***** Available records *****

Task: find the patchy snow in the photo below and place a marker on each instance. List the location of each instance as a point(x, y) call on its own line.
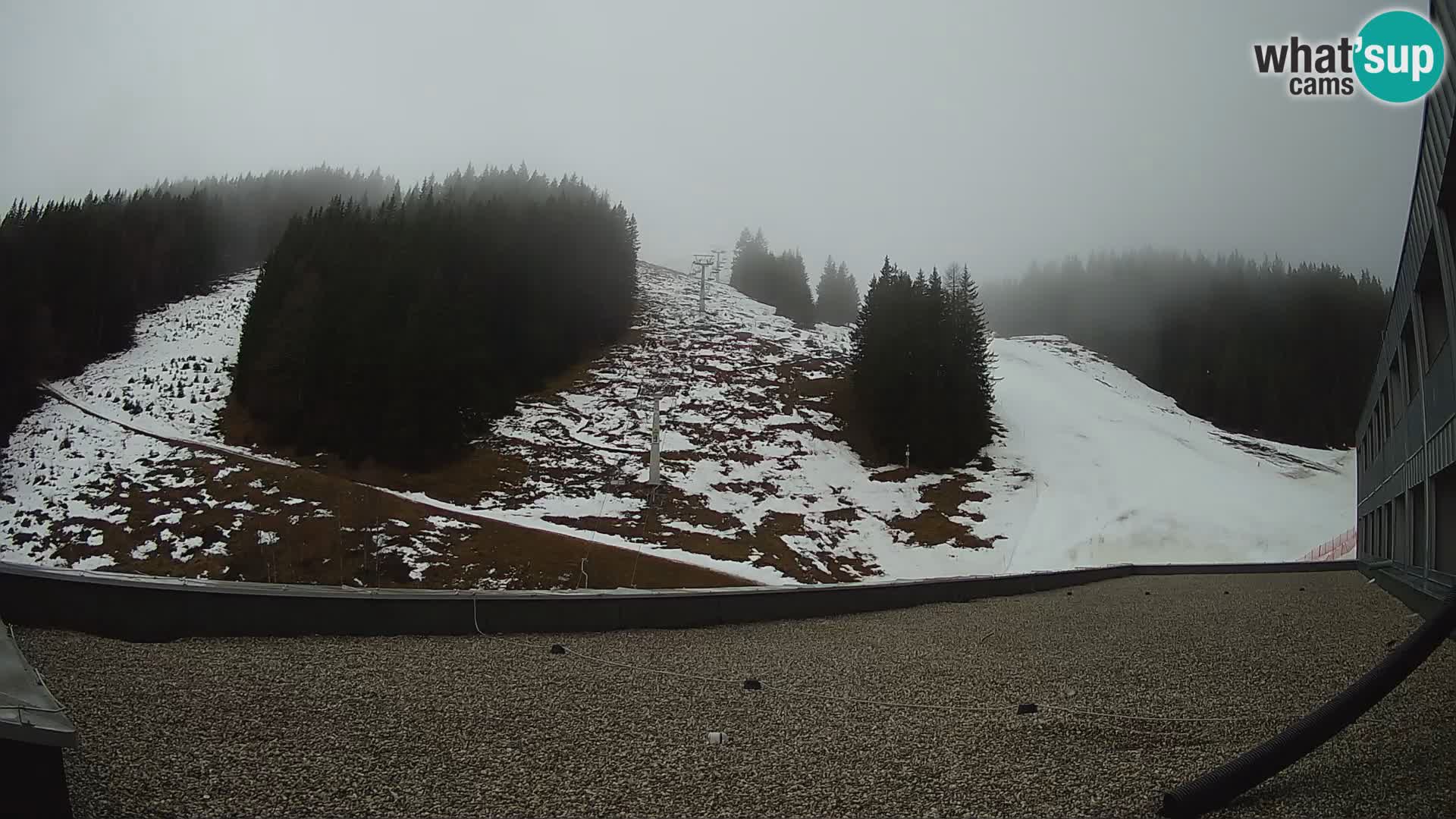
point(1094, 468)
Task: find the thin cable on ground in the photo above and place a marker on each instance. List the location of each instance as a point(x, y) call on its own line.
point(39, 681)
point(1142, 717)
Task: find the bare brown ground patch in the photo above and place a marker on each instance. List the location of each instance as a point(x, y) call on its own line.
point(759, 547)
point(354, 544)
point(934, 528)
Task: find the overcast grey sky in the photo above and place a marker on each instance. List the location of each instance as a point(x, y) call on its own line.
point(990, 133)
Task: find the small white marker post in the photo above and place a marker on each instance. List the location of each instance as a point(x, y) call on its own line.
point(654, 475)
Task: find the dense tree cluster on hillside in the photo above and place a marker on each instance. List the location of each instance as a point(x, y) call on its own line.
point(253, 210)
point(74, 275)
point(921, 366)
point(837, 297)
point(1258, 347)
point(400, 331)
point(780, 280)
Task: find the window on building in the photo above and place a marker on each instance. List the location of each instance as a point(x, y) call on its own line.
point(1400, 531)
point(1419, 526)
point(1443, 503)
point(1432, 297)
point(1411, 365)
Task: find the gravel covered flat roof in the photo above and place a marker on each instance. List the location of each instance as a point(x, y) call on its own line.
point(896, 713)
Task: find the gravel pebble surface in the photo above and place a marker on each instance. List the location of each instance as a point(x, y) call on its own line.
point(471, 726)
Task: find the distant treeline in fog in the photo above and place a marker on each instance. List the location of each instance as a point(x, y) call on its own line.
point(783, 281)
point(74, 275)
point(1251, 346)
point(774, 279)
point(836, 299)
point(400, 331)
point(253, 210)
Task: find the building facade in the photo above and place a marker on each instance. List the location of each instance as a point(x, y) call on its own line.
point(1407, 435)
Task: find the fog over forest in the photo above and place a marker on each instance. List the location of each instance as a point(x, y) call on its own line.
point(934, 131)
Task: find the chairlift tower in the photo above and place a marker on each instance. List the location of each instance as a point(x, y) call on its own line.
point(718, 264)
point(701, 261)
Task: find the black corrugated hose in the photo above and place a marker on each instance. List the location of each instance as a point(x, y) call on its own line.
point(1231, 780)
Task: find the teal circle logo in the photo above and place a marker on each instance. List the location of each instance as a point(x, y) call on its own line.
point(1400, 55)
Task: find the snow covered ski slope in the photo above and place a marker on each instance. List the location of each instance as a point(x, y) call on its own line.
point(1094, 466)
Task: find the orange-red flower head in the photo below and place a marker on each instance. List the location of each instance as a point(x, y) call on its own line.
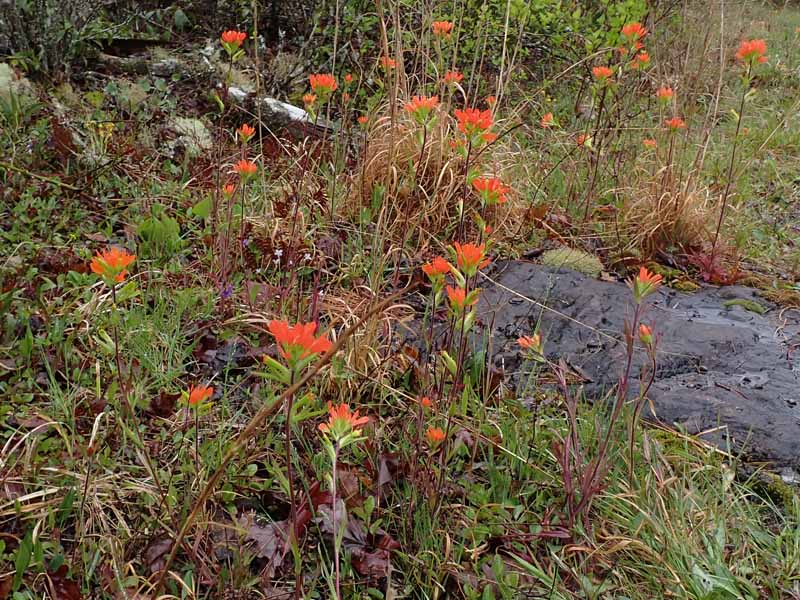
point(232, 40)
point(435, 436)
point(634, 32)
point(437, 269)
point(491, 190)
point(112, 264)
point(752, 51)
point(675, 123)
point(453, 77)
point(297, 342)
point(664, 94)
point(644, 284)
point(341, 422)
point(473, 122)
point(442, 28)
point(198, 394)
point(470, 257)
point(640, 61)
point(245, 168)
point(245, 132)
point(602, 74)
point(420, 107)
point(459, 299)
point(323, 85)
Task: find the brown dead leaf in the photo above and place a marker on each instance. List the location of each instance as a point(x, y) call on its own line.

*****

What is asked:
Reproduce the rows from the line with "Task: find the thin" to the line with "point(654, 475)", including both of those lines.

Finished exercise:
Task: find the thin cable on ground in the photo above and place a marker on each instance. List the location of each instance as a point(x, y) call on its own line.
point(39, 681)
point(1142, 717)
Task: find the bare brown ground patch in the photo above and place a marker on each instance. List the location of each instance as a point(x, y) call on its own line.
point(759, 547)
point(354, 544)
point(934, 528)
Task: find the overcast grey sky in the photo above and place a marker on each instance. List the location of each instance as a point(x, y) call on its own line.
point(990, 133)
Task: find the small white marker post in the photo above and place a marker on each instance. List the location of each instance as a point(x, y) call on its own line.
point(654, 475)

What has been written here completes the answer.